#### Exercise details:
Find each line below containing the word "shorts" and copy it.

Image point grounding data
------------------------------------------------
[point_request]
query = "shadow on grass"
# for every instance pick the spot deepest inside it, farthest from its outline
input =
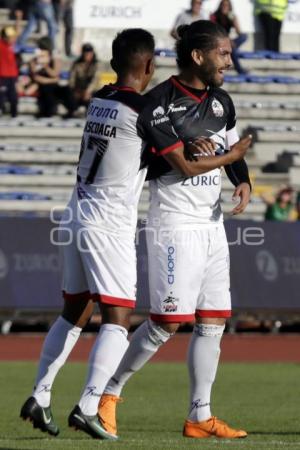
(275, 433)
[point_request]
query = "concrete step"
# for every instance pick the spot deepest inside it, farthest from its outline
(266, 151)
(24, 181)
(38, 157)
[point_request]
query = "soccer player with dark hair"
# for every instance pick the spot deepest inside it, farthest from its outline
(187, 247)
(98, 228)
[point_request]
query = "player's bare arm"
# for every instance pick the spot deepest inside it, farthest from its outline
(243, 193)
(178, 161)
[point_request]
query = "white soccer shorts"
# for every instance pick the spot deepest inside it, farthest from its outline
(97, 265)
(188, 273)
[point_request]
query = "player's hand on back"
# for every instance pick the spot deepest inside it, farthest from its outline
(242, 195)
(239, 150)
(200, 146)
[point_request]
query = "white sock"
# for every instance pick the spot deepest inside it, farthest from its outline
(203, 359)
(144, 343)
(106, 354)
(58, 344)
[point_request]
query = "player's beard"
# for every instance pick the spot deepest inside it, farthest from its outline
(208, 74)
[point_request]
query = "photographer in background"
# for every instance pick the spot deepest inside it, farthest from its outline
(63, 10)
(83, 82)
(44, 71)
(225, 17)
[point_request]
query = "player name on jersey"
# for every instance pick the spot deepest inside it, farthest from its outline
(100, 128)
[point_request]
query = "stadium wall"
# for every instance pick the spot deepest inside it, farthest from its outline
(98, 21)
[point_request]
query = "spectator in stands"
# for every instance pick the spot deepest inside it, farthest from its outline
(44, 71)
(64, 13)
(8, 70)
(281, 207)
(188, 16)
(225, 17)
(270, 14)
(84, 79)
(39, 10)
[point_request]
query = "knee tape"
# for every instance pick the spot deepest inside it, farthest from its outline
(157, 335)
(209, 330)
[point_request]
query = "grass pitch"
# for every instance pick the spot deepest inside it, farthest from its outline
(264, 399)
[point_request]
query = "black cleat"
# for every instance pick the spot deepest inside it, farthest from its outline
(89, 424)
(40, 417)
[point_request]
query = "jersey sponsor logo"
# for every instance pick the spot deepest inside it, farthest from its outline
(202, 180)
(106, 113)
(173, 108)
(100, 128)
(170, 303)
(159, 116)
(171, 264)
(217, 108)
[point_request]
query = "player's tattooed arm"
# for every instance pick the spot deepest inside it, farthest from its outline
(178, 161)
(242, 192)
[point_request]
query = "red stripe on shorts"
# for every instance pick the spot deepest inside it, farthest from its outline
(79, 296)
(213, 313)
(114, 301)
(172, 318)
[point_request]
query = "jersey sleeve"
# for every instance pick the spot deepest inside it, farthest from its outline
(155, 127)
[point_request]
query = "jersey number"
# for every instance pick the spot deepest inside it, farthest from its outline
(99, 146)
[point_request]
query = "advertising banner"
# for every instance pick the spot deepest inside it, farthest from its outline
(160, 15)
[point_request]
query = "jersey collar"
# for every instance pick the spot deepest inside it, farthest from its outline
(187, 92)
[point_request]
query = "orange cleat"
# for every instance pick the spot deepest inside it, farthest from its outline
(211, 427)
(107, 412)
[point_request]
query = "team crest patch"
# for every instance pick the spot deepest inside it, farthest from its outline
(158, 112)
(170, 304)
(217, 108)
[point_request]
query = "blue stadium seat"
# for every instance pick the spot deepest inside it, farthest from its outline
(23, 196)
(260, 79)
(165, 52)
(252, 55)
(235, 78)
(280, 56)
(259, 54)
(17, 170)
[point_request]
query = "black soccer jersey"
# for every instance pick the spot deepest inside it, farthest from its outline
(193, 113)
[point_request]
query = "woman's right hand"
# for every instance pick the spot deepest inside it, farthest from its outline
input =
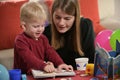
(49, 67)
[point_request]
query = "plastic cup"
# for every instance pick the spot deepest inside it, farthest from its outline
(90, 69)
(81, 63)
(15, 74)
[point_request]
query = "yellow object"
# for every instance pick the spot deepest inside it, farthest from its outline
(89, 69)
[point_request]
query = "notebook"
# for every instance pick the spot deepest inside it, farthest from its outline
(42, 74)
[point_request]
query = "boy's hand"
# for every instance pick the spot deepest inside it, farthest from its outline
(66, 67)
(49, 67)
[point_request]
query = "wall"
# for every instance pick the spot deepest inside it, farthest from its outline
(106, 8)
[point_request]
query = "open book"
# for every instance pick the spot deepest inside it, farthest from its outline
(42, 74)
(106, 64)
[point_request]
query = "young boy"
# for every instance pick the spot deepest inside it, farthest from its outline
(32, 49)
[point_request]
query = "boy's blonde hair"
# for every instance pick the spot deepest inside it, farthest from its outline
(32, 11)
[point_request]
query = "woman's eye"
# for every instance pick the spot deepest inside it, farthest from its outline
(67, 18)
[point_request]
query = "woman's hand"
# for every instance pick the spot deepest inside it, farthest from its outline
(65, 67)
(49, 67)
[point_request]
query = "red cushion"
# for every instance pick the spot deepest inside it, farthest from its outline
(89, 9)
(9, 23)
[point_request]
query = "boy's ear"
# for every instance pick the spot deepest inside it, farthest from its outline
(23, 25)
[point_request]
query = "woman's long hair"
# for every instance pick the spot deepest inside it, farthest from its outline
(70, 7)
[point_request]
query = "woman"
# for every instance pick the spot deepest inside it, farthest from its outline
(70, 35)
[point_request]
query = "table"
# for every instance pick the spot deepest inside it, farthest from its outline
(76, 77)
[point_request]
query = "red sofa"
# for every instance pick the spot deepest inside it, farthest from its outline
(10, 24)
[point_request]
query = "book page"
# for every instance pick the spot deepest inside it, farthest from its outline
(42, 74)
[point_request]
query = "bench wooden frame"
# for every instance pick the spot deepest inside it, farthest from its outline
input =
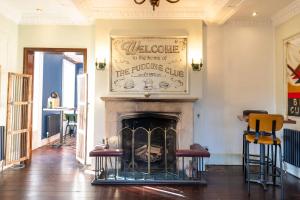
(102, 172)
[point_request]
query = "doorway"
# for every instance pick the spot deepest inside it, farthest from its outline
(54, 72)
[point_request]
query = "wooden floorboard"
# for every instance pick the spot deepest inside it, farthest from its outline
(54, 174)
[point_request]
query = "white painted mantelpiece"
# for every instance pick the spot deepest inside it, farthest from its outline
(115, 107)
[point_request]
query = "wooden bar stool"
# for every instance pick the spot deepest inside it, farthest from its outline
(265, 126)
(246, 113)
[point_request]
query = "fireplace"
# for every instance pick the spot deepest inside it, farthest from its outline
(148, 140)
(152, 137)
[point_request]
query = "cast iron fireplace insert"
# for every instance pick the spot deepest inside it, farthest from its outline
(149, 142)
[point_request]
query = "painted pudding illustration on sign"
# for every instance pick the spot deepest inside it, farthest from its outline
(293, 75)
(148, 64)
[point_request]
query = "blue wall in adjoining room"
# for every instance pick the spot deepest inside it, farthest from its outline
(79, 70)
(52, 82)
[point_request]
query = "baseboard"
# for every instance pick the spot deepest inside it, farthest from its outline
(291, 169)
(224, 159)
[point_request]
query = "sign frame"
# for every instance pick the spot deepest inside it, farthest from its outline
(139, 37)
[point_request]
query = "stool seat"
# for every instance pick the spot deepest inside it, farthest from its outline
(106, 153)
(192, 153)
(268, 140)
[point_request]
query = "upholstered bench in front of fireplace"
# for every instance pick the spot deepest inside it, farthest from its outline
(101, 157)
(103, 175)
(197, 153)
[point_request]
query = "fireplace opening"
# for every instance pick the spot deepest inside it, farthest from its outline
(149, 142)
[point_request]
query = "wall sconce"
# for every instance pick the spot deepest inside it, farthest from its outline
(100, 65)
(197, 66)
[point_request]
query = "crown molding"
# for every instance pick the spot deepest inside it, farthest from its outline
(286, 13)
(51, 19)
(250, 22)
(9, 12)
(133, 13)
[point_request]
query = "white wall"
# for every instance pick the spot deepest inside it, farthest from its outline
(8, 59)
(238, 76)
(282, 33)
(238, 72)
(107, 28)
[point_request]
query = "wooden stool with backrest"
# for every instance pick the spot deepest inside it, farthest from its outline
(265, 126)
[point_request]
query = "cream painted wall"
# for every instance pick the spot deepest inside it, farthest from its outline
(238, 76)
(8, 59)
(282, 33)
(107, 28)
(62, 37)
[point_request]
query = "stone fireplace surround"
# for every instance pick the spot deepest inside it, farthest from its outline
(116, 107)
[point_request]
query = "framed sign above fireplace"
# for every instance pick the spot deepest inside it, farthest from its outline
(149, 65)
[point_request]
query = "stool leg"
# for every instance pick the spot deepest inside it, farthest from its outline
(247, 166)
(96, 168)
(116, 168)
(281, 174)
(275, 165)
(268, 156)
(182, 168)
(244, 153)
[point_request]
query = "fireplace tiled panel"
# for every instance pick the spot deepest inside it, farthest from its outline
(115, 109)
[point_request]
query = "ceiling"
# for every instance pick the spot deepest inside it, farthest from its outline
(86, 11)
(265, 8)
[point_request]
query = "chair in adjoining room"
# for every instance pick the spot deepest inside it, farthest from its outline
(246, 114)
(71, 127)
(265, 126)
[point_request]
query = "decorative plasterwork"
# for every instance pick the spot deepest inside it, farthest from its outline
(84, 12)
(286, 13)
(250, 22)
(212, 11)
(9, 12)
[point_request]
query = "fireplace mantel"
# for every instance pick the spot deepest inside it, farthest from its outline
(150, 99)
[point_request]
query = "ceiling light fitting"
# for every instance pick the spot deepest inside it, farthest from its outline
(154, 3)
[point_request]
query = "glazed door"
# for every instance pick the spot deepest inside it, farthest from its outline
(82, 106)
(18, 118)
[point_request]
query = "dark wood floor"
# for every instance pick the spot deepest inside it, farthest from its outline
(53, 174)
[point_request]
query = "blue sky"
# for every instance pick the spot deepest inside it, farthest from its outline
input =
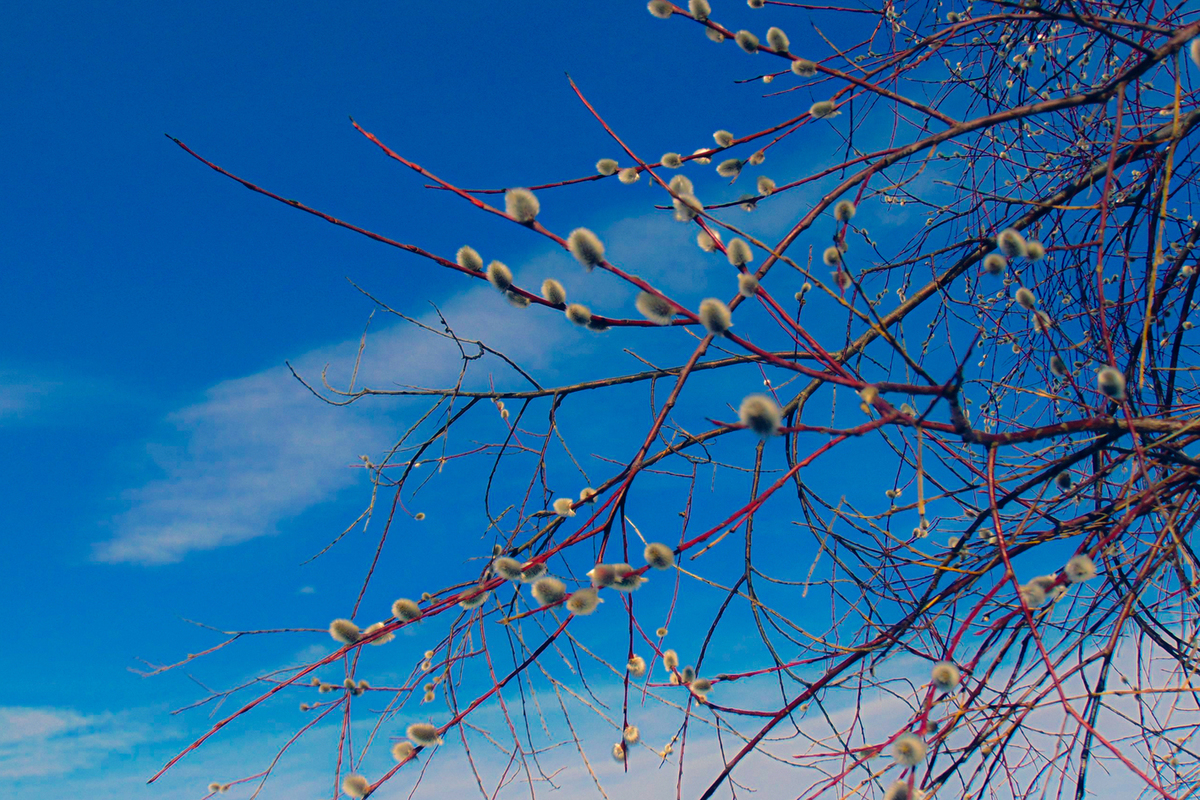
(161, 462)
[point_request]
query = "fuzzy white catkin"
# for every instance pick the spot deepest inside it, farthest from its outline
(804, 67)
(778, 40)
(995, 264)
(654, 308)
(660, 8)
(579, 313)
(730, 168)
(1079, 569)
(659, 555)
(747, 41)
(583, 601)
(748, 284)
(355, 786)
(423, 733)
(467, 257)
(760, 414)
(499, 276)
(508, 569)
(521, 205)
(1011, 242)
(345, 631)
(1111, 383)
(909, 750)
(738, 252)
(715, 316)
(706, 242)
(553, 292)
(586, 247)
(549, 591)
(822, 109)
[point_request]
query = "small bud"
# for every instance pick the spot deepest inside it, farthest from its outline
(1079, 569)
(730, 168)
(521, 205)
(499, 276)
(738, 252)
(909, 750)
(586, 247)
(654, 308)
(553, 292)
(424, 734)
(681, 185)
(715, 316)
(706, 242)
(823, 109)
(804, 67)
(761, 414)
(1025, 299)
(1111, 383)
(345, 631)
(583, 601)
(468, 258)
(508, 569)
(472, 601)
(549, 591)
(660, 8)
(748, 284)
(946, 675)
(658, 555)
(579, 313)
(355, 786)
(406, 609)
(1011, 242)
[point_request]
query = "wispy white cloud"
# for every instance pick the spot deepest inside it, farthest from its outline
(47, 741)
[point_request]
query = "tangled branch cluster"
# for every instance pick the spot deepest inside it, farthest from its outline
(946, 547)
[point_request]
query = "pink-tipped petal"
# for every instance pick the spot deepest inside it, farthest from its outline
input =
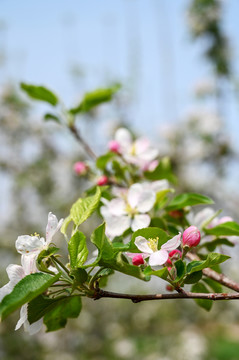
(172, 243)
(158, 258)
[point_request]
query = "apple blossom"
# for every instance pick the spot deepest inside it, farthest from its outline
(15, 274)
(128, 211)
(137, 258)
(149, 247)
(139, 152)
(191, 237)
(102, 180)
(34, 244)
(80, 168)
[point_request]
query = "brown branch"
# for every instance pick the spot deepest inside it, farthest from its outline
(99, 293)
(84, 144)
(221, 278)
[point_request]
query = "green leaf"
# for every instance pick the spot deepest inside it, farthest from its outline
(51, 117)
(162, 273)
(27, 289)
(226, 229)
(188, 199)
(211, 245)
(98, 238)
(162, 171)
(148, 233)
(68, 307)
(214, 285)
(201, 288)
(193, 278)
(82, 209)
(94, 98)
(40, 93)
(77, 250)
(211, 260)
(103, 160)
------------------------------------------------
#### Written solution:
query = "white soccer shorts"
query = "red stripe on shorts"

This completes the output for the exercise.